== Given passage ==
Which super power would you choose? When I was young, the one I quite wanted was invisibility. I imagined myself sneaking into the bedrooms of all the girls I fancied and persuading them that I was an incubus come to satisfy their every desire.
An ability to arrest time with a stopwatch would be a handy power too, as would being able to fly or teleport. But the impression I get with super powers is that you’re not allowed to be too greedy. I was trying to think which low-level super power I’d accept today and I realised how unambitious I’ve become. Being able to go to the loo without ever again needing to wipe your bottom — I’d be quite happy with that. Always going to sleep within 30 seconds of one’s head hitting the pillow, that would be even better. Or how about — completing one’s next novel, rewrites included, in less than a year: God, how I’d kill for that one.
So this week, as you may have guessed, we’re talking about Heroes (BBC2, Wednesday), the new US import about a disparate group of young people (the Japanese manga-reading sarariman; the blonde Texan cheerleader; the Indian biologist, etc.) united by the fact that they all have special powers.

== Exercise directions ==
In the passage about super powers, on which channel and day is Heroes listed?

== Information supplied ==
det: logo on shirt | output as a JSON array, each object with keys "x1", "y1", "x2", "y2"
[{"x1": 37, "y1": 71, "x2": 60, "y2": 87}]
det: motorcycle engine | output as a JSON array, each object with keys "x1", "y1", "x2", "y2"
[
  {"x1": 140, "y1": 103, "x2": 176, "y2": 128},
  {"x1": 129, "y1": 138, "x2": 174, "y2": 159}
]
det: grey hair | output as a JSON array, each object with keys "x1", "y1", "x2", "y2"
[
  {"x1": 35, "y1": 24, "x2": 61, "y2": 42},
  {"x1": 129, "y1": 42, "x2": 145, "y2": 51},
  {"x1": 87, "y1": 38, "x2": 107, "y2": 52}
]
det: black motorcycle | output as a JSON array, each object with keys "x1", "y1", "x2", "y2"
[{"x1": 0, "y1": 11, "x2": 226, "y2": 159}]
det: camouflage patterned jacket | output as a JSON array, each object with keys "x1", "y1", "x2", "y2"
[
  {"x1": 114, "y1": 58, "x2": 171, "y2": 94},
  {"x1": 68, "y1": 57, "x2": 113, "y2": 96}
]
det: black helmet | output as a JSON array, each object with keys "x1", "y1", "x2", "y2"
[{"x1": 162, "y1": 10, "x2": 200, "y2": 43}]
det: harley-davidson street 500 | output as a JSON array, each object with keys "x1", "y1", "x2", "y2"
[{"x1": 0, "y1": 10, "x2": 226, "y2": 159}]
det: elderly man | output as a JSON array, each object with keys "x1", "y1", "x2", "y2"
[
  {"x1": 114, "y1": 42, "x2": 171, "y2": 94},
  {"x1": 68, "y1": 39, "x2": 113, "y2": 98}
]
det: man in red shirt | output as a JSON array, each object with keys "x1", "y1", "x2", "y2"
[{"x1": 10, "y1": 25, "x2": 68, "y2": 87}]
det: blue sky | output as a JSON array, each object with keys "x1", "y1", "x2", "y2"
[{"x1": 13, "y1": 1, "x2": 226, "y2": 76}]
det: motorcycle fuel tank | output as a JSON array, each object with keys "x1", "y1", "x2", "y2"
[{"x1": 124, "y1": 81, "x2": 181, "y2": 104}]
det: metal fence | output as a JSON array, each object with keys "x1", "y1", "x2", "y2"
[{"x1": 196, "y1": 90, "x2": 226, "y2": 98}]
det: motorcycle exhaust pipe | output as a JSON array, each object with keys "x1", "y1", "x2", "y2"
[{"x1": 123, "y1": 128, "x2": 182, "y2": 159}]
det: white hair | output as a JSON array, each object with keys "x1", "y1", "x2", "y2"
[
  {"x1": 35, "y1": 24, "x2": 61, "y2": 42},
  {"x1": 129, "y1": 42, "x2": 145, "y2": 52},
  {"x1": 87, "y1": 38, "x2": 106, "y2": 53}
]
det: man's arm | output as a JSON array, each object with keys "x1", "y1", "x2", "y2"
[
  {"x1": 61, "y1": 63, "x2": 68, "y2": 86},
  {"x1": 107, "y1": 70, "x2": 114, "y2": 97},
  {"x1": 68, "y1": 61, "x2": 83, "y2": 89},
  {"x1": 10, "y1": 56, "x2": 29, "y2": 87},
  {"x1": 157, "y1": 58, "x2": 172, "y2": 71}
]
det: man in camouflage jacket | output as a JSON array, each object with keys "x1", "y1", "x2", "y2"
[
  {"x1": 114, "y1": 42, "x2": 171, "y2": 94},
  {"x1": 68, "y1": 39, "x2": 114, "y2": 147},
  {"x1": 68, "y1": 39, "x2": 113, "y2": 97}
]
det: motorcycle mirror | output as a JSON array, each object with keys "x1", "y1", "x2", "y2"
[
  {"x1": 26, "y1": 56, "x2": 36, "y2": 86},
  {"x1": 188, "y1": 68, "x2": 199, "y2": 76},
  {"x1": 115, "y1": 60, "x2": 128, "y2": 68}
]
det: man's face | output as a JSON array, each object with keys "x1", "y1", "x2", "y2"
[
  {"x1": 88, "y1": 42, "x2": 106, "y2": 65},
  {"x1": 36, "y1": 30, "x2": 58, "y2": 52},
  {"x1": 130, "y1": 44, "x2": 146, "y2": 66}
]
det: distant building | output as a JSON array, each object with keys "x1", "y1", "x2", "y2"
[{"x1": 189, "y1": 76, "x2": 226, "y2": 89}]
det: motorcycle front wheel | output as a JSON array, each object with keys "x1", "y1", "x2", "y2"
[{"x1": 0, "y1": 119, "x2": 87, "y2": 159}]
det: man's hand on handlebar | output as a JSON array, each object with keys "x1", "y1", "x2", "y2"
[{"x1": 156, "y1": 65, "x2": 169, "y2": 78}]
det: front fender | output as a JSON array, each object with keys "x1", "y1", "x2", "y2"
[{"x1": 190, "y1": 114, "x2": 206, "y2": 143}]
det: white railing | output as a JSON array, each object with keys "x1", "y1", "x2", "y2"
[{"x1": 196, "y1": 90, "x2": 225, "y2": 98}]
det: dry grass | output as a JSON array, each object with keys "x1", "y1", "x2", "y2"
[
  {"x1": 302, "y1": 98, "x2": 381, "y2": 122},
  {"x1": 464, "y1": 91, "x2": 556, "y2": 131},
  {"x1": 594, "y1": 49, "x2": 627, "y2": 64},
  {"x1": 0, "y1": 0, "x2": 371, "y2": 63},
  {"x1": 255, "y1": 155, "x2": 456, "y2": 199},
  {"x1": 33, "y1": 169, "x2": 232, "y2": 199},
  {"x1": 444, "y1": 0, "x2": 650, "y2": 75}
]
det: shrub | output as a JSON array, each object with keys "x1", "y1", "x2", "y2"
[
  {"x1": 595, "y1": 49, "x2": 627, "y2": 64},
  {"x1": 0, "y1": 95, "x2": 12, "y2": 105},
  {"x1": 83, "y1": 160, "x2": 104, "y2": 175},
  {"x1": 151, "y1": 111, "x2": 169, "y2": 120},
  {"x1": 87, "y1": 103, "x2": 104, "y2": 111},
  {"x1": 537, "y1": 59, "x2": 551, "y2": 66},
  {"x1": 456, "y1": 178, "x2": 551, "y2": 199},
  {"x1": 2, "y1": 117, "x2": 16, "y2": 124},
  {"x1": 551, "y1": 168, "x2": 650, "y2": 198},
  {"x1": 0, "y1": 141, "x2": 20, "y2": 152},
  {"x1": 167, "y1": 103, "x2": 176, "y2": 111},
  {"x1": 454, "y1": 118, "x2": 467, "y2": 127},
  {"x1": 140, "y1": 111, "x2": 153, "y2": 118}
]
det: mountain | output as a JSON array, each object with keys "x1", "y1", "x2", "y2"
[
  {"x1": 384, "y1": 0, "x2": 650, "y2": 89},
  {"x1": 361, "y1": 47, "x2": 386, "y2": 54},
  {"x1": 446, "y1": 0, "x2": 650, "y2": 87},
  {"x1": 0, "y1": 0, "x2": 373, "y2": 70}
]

== Output of the task ==
BBC2, on Wednesday.